• Text provided:
The Company is also communicating with suppliers, financial institutions,
government agencies and other vendors with which it does business to coordinate
Year 2000 conversion efforts. At the present time, the Company does not expect
Year 2000 issues to materially affect its products, services, competitive
position or financial performance. However, the Company can give no assurance
that the systems of other companies on which the Company relies will be
converted on time or that a failure to convert by another company or a
conversion that is incompatible with the Company's systems would not have a
material adverse effect on the Company.
FORWARD-LOOKING STATEMENTS
- --------------------------
The Private Securities Litigation Reform Act of 1995 provides a "safe harbor"
for forward-looking statements. The Company's Form 10-K for the year ended
December 31, 1997, the Company's 1997 Annual Report to Stockholders, this and
any other Form 10-Q or Form 8-K of the Company, or any oral or written
statements made by or on behalf of the Company, may include forward-looking
statements which reflect the Company's current views with respect to future
events and financial performance. These forward-looking statements are
identified by their use of such terms and phrases as "intends," "intend,"
"intended," "goal," "estimate," "estimates," "expects," "expect," "expected,"
"project," "projects," "projected," "projections," "plans," "anticipates,"
"anticipated," "should," "designed to," "foreseeable future," "believe,"
"believes", "scheduled" and similar expressions. Readers are cautioned not to
place undue reliance on these forward-looking statements, which speak only as of
the date the statement was made. The Company undertakes no obligation to
publicly update or revise any forward-looking statements, whether as a result of
new information, future events or otherwise.
Reference is made to the cautionary statements contained in Exhibit 99 to this
Form 10-Q for a discussion of the factors that may cause actual results to
differ from the results discussed in these forward-looking statements.
13
<PAGE>
PART II - OTHER INFORMATION
Item 1. Legal Proceedings
-----------------
See Part I, Note 6 to the Consolidated Financial Statements.
Item 4. Submission of Matters to a Vote of Stockholders
-----------------------------------------------
General Semiconductor held an Annual Meeting of Stockholders on May
21, 1998.

Excerpts of pointing data
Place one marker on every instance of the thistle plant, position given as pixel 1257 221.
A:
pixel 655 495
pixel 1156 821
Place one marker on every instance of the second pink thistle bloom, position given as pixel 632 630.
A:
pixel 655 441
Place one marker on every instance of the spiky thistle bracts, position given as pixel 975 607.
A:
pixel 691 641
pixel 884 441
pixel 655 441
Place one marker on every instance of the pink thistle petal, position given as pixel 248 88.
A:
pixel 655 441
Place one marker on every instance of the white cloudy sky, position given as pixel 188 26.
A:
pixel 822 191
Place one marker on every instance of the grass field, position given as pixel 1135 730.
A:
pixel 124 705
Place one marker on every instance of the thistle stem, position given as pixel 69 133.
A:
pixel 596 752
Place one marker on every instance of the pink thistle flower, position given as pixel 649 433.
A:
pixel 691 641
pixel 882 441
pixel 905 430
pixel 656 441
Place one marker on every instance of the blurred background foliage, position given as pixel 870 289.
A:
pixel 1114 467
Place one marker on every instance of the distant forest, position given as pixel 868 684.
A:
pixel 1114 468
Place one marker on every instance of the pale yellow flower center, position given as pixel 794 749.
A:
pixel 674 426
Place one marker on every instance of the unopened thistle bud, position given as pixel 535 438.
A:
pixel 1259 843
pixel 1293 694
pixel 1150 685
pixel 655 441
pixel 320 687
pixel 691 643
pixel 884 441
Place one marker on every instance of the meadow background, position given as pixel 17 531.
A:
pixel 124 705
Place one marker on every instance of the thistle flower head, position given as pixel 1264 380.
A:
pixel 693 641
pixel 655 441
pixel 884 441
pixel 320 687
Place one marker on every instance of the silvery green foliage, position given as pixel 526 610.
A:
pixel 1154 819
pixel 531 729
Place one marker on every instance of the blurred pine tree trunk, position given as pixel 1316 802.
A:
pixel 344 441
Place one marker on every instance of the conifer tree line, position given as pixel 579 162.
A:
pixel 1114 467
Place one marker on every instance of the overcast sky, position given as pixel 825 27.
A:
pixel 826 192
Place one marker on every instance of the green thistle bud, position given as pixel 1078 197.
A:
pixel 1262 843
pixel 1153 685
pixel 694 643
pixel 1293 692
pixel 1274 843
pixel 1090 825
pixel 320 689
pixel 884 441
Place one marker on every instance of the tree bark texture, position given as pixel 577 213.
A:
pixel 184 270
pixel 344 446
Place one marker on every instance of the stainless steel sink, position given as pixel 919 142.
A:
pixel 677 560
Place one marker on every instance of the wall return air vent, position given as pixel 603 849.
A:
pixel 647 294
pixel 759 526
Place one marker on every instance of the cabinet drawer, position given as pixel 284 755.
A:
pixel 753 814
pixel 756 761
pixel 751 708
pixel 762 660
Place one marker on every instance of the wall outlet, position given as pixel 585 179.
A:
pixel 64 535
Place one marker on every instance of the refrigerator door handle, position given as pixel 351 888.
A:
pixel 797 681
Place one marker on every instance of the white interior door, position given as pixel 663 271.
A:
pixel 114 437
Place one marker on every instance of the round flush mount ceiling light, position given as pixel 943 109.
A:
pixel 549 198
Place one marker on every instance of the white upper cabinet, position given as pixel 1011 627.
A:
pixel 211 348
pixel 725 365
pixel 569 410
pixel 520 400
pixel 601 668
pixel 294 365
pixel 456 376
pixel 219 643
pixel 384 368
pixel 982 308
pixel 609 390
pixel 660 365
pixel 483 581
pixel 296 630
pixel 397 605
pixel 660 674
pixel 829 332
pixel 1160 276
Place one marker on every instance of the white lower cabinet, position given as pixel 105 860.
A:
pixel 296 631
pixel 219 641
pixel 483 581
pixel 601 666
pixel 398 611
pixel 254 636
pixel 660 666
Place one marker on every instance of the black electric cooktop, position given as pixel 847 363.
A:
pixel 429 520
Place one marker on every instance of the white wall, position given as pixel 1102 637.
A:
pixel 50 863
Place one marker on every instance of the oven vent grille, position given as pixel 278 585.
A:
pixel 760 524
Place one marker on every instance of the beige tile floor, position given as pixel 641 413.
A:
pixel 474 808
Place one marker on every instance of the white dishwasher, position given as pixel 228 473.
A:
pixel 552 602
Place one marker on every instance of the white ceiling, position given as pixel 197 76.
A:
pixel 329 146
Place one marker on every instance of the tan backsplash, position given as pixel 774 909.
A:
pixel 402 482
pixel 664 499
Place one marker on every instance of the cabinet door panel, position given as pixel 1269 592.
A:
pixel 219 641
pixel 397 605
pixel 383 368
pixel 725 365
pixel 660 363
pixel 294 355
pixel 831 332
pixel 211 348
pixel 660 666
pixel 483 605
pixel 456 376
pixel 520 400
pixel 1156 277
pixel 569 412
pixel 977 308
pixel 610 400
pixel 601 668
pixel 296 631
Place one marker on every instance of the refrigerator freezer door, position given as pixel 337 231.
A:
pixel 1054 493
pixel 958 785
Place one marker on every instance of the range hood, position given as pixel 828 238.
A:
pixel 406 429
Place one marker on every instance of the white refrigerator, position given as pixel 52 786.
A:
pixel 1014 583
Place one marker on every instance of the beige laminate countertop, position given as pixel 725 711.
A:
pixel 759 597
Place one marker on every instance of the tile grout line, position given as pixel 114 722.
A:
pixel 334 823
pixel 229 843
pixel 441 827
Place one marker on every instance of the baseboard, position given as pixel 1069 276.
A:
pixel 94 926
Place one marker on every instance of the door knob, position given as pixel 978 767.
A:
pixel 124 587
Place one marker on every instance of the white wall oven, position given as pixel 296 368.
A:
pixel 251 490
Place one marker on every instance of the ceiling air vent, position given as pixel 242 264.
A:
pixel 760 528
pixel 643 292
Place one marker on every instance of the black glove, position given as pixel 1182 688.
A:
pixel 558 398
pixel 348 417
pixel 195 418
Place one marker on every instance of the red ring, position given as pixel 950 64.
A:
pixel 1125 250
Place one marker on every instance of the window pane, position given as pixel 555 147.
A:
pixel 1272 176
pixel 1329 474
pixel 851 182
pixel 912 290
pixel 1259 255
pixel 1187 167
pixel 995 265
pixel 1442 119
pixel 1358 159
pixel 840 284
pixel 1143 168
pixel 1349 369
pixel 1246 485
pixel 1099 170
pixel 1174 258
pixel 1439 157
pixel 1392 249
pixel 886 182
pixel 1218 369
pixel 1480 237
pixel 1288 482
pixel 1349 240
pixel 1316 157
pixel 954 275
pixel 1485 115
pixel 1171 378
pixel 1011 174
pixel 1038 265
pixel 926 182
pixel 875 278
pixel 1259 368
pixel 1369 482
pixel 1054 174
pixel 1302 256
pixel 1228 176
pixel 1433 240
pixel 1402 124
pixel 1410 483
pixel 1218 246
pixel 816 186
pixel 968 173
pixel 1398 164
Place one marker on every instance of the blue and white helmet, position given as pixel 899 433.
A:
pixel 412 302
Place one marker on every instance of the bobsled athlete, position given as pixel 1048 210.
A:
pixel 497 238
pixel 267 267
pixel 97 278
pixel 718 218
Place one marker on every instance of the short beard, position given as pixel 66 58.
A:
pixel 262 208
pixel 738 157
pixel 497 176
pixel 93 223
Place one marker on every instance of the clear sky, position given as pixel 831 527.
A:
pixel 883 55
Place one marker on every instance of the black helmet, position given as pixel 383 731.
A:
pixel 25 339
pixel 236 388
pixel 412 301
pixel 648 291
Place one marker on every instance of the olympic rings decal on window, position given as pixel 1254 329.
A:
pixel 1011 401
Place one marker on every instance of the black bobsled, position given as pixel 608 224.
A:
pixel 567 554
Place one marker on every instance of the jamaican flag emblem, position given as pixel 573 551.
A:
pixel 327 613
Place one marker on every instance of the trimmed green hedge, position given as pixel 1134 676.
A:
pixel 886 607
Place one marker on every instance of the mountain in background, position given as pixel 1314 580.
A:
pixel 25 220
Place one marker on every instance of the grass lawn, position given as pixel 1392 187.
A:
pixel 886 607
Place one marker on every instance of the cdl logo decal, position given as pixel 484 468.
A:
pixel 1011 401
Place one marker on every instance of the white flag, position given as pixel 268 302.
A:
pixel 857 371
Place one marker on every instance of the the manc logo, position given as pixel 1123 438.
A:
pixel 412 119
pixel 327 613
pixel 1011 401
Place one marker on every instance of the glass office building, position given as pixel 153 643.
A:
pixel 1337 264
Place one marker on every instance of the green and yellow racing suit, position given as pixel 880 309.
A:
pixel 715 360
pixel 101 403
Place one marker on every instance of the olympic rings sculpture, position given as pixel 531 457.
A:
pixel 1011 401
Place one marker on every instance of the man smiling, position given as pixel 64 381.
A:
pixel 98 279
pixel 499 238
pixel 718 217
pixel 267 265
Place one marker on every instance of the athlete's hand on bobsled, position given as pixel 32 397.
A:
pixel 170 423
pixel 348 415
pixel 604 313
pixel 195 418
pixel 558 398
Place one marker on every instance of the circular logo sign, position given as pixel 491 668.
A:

• Instructions:
1. For each statement (a), (b), and (c), say yes or no depending on whether it agrees with the Form 10-Q excerpt, and quote the deciding words from the Form 10-Q excerpt.
(a) The Company expects Year 2000 issues to materially affect its financial performance.
(b) The Company commits to publicly updating its forward-looking statements when new information becomes available.
(c) General Semiconductor held an Annual Meeting of Stockholders on May 21, 1998.
2. Write what comes next in the Form 10-Q excerpt, starting after its final sentence.

• Task answers:
1.
(a) No: "the Company does not expect Year 2000 issues to materially affect its products, services, competitive position or financial performance."
(b) No: "The Company undertakes no obligation to publicly update or revise any forward-looking statements, whether as a result of new information, future events or otherwise."
(c) Yes: "General Semiconductor held an Annual Meeting of Stockholders on May 21, 1998."

2.
1. The stockholders approved the election of six directors. The
votes cast for each nominee were as follows:
FOR WITHHELD
--- --------
Steven B. Klinsky 34,487,300 316,517
Ronald A. Ostertag 34,497,144 306,673
Ronald Rosenzweig 34,523,445 280,372
Peter A. Schwartz 34,524,586 279,231
Samuel L. Simmons 34,519,700 284,117
Dr. Gerard T. Wrixon 34,494,959 308,858
2. The stockholders approved the adoption of the General
Semiconductor 1998 Long-Term Incentive Plan by a vote of:
21,529,620 shares in favor of the plan; 10,979,887 shares
against the plan; and 27,066 shares abstaining.
3. The stockholders ratified the appointment of Deloitte & Touche
LLP as independent auditor for the Company for the 1998 fiscal
year by a vote of: 34,779,481 shares in favor of the
appointment; 12,854 shares against the appointment; and 11,457
shares abstaining.
Item 6. Exhibits
--------
(a) Exhibits
10.1 General Semiconductor, Inc. 1998 Long-Term
Incentive Plan*
27 Financial Data Schedule
27.1 Restated Financial Data Schedules
99 Forward-Looking Information
* Incorporated herein by reference to the Company's
Registration Statement on Form S-8 filed with the
Securities and Exchange Commission on July 20, 1998
(Reg. No. 333-22861).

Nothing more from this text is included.